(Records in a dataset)

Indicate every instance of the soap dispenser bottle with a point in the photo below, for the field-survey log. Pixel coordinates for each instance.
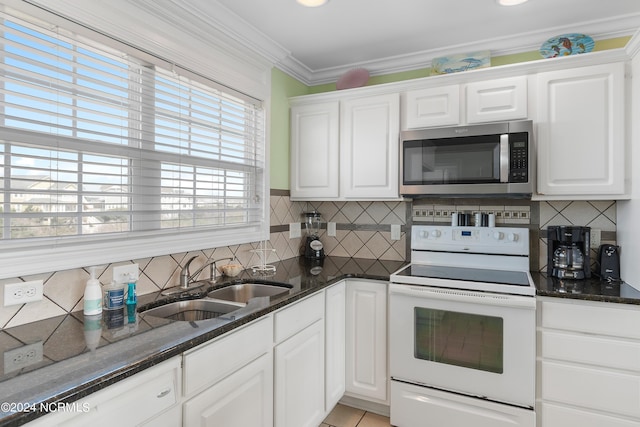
(92, 295)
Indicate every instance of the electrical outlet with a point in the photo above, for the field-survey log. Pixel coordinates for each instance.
(595, 235)
(23, 292)
(124, 273)
(22, 357)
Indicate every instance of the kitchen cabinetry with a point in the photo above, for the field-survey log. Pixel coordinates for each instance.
(484, 101)
(148, 398)
(588, 363)
(335, 300)
(345, 149)
(299, 364)
(580, 133)
(366, 337)
(225, 377)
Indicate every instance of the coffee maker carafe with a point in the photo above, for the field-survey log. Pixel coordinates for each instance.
(313, 247)
(568, 252)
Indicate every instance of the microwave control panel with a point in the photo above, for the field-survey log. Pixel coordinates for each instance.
(518, 157)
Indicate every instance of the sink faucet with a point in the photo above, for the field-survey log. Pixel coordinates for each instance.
(186, 278)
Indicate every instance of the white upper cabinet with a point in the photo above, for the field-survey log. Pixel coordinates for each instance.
(369, 147)
(497, 100)
(484, 101)
(345, 149)
(580, 133)
(315, 150)
(434, 106)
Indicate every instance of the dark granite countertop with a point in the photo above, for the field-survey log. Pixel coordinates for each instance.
(78, 361)
(592, 289)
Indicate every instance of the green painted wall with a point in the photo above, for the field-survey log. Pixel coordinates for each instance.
(284, 86)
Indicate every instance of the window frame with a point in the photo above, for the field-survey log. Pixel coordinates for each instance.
(23, 258)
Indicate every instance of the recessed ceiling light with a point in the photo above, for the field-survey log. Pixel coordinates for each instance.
(312, 3)
(510, 2)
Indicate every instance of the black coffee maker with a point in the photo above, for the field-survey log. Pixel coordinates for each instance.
(568, 252)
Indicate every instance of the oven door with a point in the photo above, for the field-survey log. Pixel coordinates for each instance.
(475, 343)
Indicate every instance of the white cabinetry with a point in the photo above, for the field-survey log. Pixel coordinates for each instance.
(335, 300)
(367, 339)
(299, 364)
(580, 133)
(315, 151)
(225, 377)
(589, 364)
(148, 398)
(345, 149)
(484, 101)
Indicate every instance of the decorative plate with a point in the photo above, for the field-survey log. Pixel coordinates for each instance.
(353, 78)
(461, 62)
(565, 45)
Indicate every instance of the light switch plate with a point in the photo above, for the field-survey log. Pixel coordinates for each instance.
(123, 273)
(395, 231)
(331, 229)
(295, 230)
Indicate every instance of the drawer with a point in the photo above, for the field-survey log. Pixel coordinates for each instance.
(618, 320)
(298, 316)
(592, 350)
(211, 362)
(592, 389)
(560, 416)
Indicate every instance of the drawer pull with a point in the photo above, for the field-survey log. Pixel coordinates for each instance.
(164, 393)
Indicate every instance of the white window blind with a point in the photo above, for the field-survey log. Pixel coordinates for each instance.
(98, 146)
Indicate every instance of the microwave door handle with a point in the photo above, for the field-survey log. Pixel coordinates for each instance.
(504, 158)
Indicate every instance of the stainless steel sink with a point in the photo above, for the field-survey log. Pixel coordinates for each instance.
(192, 310)
(243, 292)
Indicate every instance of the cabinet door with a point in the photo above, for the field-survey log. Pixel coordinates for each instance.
(495, 100)
(335, 344)
(369, 132)
(314, 151)
(580, 134)
(367, 339)
(299, 378)
(242, 399)
(437, 106)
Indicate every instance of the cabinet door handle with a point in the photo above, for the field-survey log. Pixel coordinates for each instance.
(163, 393)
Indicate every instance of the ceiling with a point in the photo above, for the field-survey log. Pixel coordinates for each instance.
(385, 36)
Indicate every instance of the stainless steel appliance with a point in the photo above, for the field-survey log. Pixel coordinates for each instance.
(489, 159)
(462, 329)
(313, 247)
(568, 252)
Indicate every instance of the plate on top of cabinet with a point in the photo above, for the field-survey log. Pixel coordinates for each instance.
(566, 44)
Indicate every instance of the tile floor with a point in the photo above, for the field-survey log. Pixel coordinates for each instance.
(346, 416)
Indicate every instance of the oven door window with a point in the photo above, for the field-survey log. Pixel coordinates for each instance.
(460, 339)
(470, 160)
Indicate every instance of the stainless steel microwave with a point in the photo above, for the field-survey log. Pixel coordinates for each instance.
(494, 159)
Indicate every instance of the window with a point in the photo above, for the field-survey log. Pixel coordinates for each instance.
(98, 147)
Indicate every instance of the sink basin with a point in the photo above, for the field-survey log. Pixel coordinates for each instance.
(243, 292)
(192, 310)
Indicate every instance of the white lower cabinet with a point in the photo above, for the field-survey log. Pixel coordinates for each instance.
(242, 399)
(366, 338)
(335, 300)
(588, 364)
(299, 364)
(139, 400)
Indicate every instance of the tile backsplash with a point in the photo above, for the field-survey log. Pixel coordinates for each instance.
(362, 230)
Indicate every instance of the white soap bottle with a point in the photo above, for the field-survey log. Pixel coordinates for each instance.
(92, 295)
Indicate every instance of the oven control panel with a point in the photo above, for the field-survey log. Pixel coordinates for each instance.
(494, 240)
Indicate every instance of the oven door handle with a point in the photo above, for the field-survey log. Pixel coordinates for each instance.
(458, 295)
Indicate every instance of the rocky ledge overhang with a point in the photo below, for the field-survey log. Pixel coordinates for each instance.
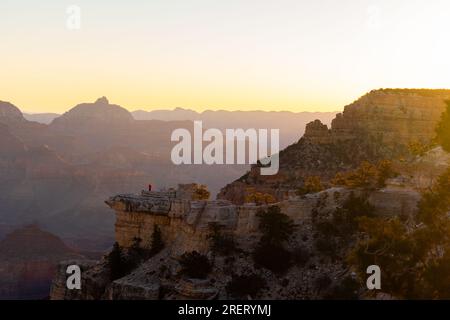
(148, 202)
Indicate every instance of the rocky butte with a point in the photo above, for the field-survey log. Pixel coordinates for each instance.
(378, 126)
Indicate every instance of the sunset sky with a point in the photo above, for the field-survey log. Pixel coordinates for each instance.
(298, 55)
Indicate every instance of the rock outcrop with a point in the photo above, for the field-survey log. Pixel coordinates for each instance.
(380, 125)
(185, 226)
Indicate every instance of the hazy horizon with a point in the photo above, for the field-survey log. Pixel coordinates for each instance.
(295, 55)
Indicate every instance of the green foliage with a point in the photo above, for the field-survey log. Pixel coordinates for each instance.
(272, 257)
(276, 229)
(414, 257)
(221, 244)
(347, 289)
(367, 175)
(443, 129)
(242, 286)
(116, 263)
(311, 184)
(157, 243)
(195, 265)
(300, 256)
(201, 193)
(275, 226)
(340, 229)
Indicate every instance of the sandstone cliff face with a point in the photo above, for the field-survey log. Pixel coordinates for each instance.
(185, 226)
(394, 116)
(379, 125)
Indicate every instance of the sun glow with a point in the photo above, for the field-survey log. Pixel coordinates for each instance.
(270, 55)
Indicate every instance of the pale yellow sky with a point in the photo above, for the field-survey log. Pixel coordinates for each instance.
(238, 54)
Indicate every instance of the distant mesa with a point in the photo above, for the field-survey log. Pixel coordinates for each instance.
(102, 100)
(101, 111)
(10, 113)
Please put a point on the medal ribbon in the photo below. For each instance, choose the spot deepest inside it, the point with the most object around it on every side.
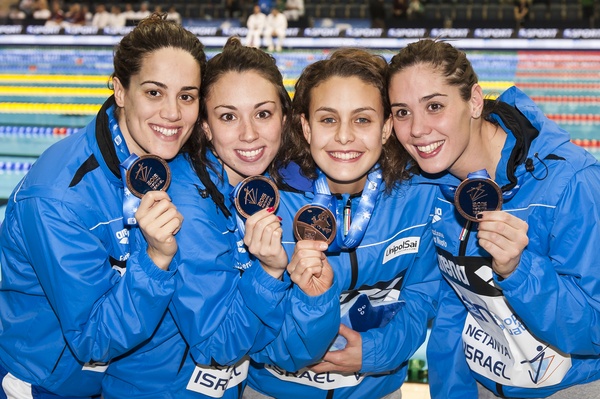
(130, 201)
(241, 254)
(241, 223)
(358, 226)
(449, 190)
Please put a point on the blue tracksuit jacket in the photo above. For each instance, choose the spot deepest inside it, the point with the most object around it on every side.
(394, 261)
(72, 294)
(537, 331)
(217, 315)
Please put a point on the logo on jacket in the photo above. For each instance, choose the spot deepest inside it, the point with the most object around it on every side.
(437, 215)
(403, 246)
(123, 236)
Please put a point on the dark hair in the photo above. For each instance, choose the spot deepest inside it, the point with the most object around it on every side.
(346, 62)
(444, 57)
(236, 57)
(451, 62)
(152, 34)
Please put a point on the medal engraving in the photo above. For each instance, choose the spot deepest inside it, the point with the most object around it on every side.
(314, 222)
(148, 173)
(254, 194)
(477, 195)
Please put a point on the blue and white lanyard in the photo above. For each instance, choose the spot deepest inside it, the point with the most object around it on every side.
(130, 201)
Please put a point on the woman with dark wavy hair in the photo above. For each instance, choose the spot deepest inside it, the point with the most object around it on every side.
(344, 165)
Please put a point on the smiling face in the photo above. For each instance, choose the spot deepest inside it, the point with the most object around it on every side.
(433, 122)
(244, 123)
(346, 130)
(158, 111)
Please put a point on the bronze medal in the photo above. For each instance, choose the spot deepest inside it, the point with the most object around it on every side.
(477, 195)
(148, 173)
(255, 193)
(313, 222)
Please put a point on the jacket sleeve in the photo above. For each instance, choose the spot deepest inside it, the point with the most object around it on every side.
(388, 347)
(102, 314)
(554, 289)
(310, 326)
(222, 314)
(449, 374)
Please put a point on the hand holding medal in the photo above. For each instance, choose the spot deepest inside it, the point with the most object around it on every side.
(255, 193)
(314, 222)
(476, 194)
(261, 230)
(148, 173)
(147, 178)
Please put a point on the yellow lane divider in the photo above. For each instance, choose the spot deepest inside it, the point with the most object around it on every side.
(18, 78)
(54, 91)
(37, 108)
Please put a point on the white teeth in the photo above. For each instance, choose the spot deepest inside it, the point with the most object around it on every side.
(165, 131)
(345, 155)
(250, 154)
(430, 147)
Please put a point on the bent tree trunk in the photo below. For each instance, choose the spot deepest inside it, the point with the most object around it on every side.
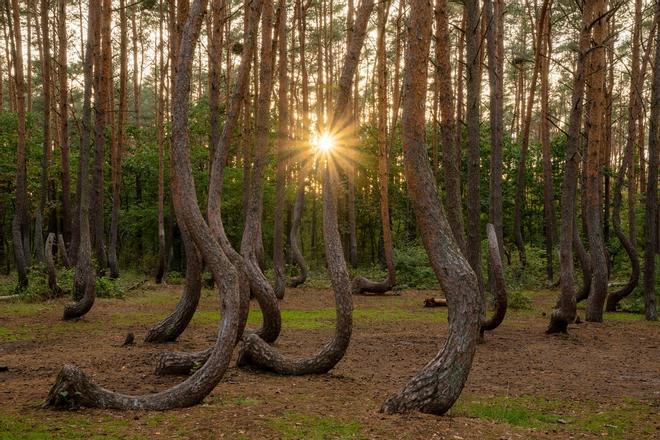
(50, 266)
(436, 387)
(614, 297)
(569, 240)
(84, 281)
(73, 387)
(254, 278)
(362, 284)
(255, 351)
(294, 233)
(498, 282)
(172, 326)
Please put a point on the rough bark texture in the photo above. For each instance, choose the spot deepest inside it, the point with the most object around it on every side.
(55, 290)
(117, 144)
(362, 284)
(169, 329)
(495, 52)
(437, 386)
(255, 351)
(73, 387)
(564, 312)
(651, 223)
(522, 167)
(595, 148)
(251, 240)
(499, 286)
(84, 281)
(282, 139)
(63, 120)
(472, 43)
(19, 222)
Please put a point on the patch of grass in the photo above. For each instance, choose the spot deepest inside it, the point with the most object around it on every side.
(532, 412)
(19, 426)
(23, 309)
(293, 425)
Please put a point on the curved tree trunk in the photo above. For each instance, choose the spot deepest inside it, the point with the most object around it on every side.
(73, 387)
(172, 326)
(595, 147)
(652, 223)
(362, 284)
(522, 167)
(435, 388)
(294, 233)
(253, 279)
(50, 266)
(282, 139)
(19, 222)
(633, 111)
(251, 240)
(569, 240)
(499, 286)
(84, 281)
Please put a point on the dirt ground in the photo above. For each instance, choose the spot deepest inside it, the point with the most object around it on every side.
(603, 380)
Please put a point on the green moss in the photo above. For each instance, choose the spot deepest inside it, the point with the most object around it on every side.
(28, 427)
(293, 425)
(534, 412)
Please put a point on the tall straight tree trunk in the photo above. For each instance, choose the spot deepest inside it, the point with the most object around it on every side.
(160, 138)
(102, 76)
(84, 281)
(438, 385)
(595, 148)
(527, 121)
(651, 222)
(472, 40)
(294, 234)
(117, 144)
(564, 312)
(19, 223)
(627, 166)
(45, 159)
(450, 162)
(546, 148)
(282, 140)
(63, 119)
(361, 284)
(73, 387)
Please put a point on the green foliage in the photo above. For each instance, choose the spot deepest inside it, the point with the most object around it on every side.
(413, 269)
(108, 288)
(174, 277)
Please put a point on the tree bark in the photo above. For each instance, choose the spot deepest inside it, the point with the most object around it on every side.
(84, 281)
(362, 284)
(499, 286)
(651, 222)
(282, 140)
(117, 144)
(19, 223)
(255, 351)
(63, 120)
(438, 385)
(472, 40)
(522, 167)
(73, 387)
(595, 148)
(569, 240)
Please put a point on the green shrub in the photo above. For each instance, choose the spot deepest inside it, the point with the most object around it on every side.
(174, 277)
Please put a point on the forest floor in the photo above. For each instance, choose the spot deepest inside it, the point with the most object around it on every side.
(603, 380)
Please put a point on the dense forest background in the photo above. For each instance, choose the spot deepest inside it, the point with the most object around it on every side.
(130, 157)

### Set task
Can you update the records from the line containing "Please put a point on the forest" through the end, both ends included, so that "deepest" is replaced with "most central" and everything else stays unchanged?

### The completed task
Please put a point on the forest floor in the photo above. For each instance, choose the spot most central inside it, the point with the most object around it on every side.
(603, 380)
Please put a point on the dense forest background in the photo above. For each instance, choose the spot most central inside it, the point with the most object around it on every side.
(130, 157)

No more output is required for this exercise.